### ITEMS

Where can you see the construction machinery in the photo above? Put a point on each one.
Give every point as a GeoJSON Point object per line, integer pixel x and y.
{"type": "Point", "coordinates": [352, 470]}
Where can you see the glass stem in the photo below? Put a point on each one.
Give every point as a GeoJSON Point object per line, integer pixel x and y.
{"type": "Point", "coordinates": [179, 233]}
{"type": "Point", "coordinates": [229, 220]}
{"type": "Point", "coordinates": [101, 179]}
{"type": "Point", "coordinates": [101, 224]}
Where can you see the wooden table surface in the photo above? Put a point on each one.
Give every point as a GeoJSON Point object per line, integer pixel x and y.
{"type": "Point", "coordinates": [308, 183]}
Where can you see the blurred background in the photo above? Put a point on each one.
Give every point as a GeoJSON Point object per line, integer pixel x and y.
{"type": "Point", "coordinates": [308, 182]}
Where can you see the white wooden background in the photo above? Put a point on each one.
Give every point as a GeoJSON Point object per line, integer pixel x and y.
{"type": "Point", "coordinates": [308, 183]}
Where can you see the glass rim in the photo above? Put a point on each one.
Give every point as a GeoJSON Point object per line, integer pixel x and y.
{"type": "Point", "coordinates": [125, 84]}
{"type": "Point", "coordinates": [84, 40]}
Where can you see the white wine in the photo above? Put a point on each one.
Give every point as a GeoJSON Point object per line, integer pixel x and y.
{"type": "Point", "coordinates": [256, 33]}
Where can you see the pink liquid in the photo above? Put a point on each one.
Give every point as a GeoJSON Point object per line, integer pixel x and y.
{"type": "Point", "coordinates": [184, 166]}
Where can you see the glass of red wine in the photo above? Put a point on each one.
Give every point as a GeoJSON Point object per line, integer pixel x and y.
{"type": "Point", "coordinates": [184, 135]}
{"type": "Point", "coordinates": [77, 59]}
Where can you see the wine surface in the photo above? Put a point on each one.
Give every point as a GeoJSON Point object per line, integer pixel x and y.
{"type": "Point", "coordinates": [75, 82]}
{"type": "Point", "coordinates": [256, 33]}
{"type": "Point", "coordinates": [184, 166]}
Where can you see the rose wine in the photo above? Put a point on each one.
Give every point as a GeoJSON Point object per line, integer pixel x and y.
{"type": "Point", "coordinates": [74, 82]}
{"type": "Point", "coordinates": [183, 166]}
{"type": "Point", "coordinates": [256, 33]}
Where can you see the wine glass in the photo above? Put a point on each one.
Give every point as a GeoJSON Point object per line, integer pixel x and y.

######

WHAT YOU HAVE TO DO: Give the lines from the one containing "Where can you see the wine surface" through the end of the entries again, exactly as written and with no other lines.

SOLUTION:
Where can you see the wine surface in the photo above? Put a point on each one.
Give every point as a GeoJSON Point object per line, integer pixel x and y.
{"type": "Point", "coordinates": [75, 82]}
{"type": "Point", "coordinates": [256, 33]}
{"type": "Point", "coordinates": [184, 166]}
Where can you see the rose wine in the photo above? Put a point on each one.
Give every point as a GeoJSON Point object per line, integer pixel x and y.
{"type": "Point", "coordinates": [74, 82]}
{"type": "Point", "coordinates": [183, 166]}
{"type": "Point", "coordinates": [256, 33]}
Where can you see the wine glass in the photo above? Put a point on each one.
Give every point as a GeoJSON Point object per line, integer pixel x and y.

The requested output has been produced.